*Перечень записей*:

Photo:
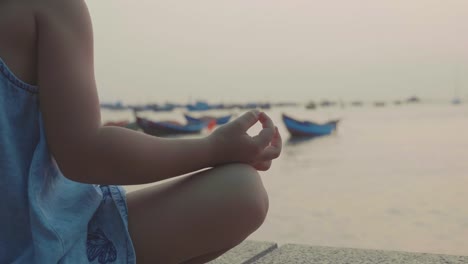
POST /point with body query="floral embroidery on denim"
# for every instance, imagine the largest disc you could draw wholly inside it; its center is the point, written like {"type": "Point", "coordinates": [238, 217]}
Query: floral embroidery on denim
{"type": "Point", "coordinates": [98, 246]}
{"type": "Point", "coordinates": [105, 192]}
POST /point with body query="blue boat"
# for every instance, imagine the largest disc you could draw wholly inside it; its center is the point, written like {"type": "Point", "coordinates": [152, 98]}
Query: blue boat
{"type": "Point", "coordinates": [168, 128]}
{"type": "Point", "coordinates": [207, 119]}
{"type": "Point", "coordinates": [308, 129]}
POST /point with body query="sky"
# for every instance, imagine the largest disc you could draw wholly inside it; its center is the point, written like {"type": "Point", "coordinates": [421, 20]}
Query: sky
{"type": "Point", "coordinates": [289, 50]}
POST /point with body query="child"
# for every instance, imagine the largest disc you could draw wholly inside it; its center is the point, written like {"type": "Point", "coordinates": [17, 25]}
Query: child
{"type": "Point", "coordinates": [59, 168]}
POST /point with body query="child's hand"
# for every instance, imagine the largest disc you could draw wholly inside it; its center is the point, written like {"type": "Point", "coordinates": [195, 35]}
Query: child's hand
{"type": "Point", "coordinates": [232, 143]}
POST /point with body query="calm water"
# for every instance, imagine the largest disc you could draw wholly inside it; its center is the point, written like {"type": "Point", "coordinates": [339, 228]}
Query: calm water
{"type": "Point", "coordinates": [392, 178]}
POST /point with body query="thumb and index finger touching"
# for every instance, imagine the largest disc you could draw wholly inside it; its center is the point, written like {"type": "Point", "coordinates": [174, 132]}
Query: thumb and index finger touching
{"type": "Point", "coordinates": [266, 135]}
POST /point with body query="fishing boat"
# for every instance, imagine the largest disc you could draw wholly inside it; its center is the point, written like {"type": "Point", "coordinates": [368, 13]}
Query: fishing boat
{"type": "Point", "coordinates": [206, 119]}
{"type": "Point", "coordinates": [299, 128]}
{"type": "Point", "coordinates": [169, 128]}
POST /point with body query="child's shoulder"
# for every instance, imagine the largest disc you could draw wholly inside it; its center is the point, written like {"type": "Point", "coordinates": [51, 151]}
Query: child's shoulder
{"type": "Point", "coordinates": [21, 23]}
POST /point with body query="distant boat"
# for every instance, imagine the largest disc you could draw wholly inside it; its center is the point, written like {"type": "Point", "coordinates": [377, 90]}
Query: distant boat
{"type": "Point", "coordinates": [379, 104]}
{"type": "Point", "coordinates": [199, 106]}
{"type": "Point", "coordinates": [168, 128]}
{"type": "Point", "coordinates": [311, 105]}
{"type": "Point", "coordinates": [219, 120]}
{"type": "Point", "coordinates": [308, 129]}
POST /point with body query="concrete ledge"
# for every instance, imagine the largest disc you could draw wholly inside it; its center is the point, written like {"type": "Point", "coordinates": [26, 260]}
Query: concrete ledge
{"type": "Point", "coordinates": [245, 253]}
{"type": "Point", "coordinates": [291, 253]}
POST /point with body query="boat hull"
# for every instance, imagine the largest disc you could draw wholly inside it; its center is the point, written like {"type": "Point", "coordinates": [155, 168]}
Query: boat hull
{"type": "Point", "coordinates": [299, 128]}
{"type": "Point", "coordinates": [162, 129]}
{"type": "Point", "coordinates": [219, 120]}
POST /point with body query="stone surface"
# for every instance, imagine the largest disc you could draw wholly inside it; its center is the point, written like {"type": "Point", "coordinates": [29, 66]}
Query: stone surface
{"type": "Point", "coordinates": [245, 253]}
{"type": "Point", "coordinates": [291, 253]}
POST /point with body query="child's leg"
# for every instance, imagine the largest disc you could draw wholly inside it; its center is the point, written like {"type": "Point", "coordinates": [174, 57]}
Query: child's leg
{"type": "Point", "coordinates": [196, 218]}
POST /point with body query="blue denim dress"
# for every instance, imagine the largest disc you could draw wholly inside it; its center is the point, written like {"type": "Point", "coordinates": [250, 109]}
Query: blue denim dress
{"type": "Point", "coordinates": [46, 218]}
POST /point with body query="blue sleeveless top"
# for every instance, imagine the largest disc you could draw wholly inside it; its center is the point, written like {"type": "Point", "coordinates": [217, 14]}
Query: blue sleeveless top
{"type": "Point", "coordinates": [46, 218]}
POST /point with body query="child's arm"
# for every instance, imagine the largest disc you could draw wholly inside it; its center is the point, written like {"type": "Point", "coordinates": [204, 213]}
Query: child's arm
{"type": "Point", "coordinates": [87, 152]}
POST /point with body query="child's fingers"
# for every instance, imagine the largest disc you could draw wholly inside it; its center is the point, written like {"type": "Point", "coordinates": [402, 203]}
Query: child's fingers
{"type": "Point", "coordinates": [265, 120]}
{"type": "Point", "coordinates": [277, 140]}
{"type": "Point", "coordinates": [272, 151]}
{"type": "Point", "coordinates": [263, 139]}
{"type": "Point", "coordinates": [247, 120]}
{"type": "Point", "coordinates": [262, 166]}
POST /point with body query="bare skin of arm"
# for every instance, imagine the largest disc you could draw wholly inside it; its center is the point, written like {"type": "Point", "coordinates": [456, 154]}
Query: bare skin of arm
{"type": "Point", "coordinates": [87, 152]}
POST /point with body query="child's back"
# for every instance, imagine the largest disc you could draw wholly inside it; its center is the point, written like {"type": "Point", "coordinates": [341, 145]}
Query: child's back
{"type": "Point", "coordinates": [45, 215]}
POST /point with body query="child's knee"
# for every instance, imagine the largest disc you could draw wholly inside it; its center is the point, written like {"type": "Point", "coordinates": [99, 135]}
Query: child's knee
{"type": "Point", "coordinates": [247, 192]}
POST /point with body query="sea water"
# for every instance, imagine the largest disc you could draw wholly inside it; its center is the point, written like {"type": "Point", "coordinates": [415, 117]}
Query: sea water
{"type": "Point", "coordinates": [392, 178]}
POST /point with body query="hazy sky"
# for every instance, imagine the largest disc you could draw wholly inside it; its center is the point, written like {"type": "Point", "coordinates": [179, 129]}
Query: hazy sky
{"type": "Point", "coordinates": [247, 50]}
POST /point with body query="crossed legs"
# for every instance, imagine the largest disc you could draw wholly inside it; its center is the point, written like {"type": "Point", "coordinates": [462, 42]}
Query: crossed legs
{"type": "Point", "coordinates": [196, 218]}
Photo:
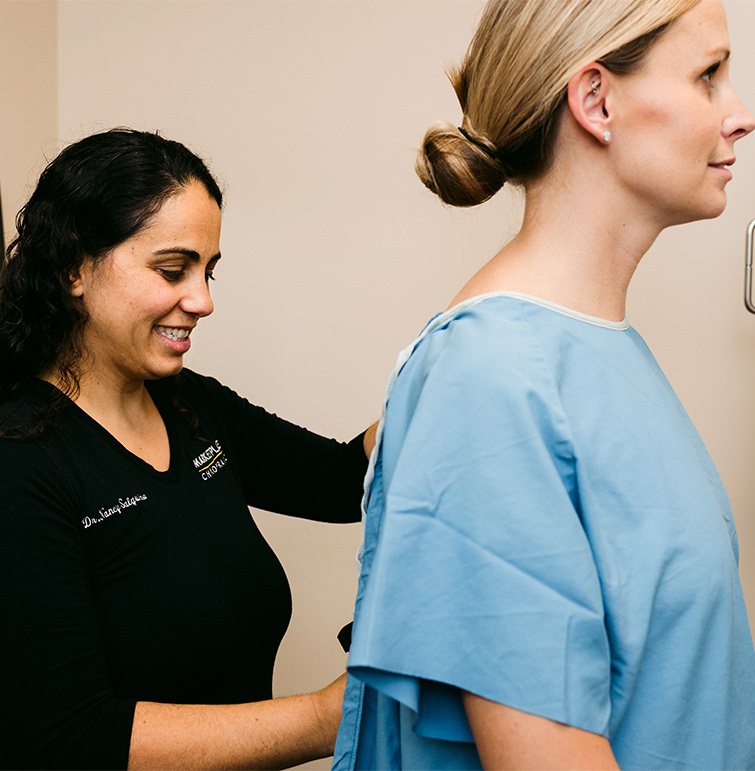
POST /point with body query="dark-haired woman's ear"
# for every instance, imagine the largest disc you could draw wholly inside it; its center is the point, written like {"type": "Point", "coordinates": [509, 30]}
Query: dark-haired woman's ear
{"type": "Point", "coordinates": [77, 286]}
{"type": "Point", "coordinates": [589, 96]}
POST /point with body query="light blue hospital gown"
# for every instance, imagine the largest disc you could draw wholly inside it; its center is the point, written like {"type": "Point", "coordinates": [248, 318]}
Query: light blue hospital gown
{"type": "Point", "coordinates": [545, 529]}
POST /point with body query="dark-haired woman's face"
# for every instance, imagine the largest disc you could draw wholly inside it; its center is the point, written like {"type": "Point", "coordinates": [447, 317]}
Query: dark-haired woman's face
{"type": "Point", "coordinates": [145, 297]}
{"type": "Point", "coordinates": [677, 119]}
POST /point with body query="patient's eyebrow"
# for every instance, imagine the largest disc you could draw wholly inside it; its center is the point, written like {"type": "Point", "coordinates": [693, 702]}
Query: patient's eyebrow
{"type": "Point", "coordinates": [190, 253]}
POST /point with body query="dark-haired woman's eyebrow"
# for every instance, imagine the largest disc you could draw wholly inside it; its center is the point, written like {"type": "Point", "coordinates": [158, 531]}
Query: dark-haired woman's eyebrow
{"type": "Point", "coordinates": [191, 254]}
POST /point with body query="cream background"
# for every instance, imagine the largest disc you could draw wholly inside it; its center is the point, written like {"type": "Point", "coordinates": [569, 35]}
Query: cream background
{"type": "Point", "coordinates": [334, 254]}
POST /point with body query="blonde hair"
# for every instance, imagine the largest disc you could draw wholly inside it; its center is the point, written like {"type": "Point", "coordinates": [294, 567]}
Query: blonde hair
{"type": "Point", "coordinates": [512, 86]}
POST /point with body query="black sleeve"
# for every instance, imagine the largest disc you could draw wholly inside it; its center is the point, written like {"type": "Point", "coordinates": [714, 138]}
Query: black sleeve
{"type": "Point", "coordinates": [285, 468]}
{"type": "Point", "coordinates": [58, 709]}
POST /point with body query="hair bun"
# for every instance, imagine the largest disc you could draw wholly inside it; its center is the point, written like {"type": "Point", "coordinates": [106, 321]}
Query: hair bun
{"type": "Point", "coordinates": [459, 167]}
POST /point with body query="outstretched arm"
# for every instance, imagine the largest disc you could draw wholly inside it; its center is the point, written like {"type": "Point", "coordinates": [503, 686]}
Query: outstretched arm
{"type": "Point", "coordinates": [278, 733]}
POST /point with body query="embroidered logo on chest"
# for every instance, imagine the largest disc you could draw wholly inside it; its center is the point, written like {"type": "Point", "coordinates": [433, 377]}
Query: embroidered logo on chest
{"type": "Point", "coordinates": [104, 513]}
{"type": "Point", "coordinates": [209, 462]}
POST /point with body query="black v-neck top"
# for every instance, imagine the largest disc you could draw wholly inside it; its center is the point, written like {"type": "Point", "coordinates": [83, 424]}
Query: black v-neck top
{"type": "Point", "coordinates": [120, 583]}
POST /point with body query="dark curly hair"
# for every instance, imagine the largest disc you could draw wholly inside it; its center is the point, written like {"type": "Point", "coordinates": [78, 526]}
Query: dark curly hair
{"type": "Point", "coordinates": [94, 195]}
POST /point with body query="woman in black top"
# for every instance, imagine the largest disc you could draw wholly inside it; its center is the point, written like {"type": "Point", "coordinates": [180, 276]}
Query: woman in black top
{"type": "Point", "coordinates": [142, 608]}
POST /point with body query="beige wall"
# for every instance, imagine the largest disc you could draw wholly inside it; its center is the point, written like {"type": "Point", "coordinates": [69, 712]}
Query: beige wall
{"type": "Point", "coordinates": [28, 96]}
{"type": "Point", "coordinates": [335, 256]}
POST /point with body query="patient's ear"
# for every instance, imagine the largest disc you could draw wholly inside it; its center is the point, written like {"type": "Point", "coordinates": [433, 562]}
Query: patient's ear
{"type": "Point", "coordinates": [77, 285]}
{"type": "Point", "coordinates": [590, 97]}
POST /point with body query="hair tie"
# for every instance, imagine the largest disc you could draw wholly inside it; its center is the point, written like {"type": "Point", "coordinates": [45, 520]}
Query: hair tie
{"type": "Point", "coordinates": [493, 154]}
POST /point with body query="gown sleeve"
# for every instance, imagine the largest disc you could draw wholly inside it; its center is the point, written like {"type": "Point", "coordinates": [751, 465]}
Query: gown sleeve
{"type": "Point", "coordinates": [58, 703]}
{"type": "Point", "coordinates": [288, 469]}
{"type": "Point", "coordinates": [477, 573]}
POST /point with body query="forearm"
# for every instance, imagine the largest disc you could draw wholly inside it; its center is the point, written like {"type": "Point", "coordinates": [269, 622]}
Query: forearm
{"type": "Point", "coordinates": [269, 734]}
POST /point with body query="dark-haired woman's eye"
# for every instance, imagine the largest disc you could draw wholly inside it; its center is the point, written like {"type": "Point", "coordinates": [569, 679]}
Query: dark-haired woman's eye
{"type": "Point", "coordinates": [171, 275]}
{"type": "Point", "coordinates": [710, 72]}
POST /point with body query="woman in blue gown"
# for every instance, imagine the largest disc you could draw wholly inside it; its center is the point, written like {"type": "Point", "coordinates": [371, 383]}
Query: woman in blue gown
{"type": "Point", "coordinates": [550, 571]}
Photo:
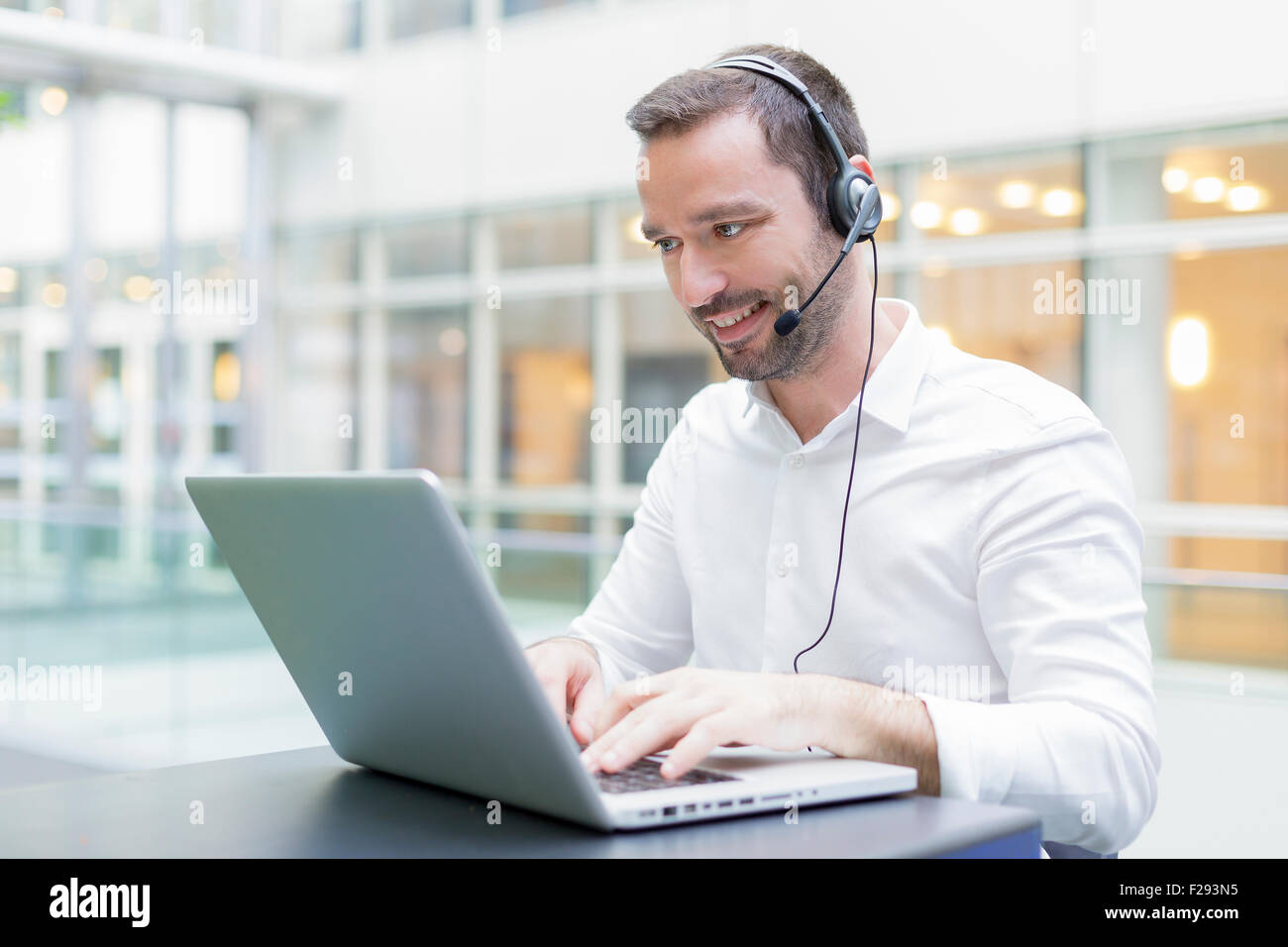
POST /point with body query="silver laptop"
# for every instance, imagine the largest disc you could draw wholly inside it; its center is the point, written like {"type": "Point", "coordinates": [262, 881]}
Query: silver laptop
{"type": "Point", "coordinates": [372, 592]}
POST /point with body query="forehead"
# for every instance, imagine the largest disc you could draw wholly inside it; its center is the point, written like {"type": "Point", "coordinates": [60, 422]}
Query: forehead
{"type": "Point", "coordinates": [719, 159]}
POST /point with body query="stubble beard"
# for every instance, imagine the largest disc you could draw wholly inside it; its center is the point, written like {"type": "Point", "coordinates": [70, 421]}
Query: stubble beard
{"type": "Point", "coordinates": [769, 356]}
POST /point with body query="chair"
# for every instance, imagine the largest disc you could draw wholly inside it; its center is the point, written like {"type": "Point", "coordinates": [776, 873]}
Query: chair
{"type": "Point", "coordinates": [1060, 849]}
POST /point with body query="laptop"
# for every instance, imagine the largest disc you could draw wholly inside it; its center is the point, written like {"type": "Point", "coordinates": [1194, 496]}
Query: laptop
{"type": "Point", "coordinates": [372, 591]}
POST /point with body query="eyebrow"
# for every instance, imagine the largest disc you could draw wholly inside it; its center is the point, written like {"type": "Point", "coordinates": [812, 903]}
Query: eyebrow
{"type": "Point", "coordinates": [719, 211]}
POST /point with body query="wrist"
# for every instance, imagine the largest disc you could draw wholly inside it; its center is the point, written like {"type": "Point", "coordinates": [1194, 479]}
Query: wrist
{"type": "Point", "coordinates": [828, 712]}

*Что требуется*:
Покажите все строки приведённых выше записей, в которых встречается слово «stubble».

*Результат ниже*:
POST /point with body query="stubble beard"
Query: stubble beard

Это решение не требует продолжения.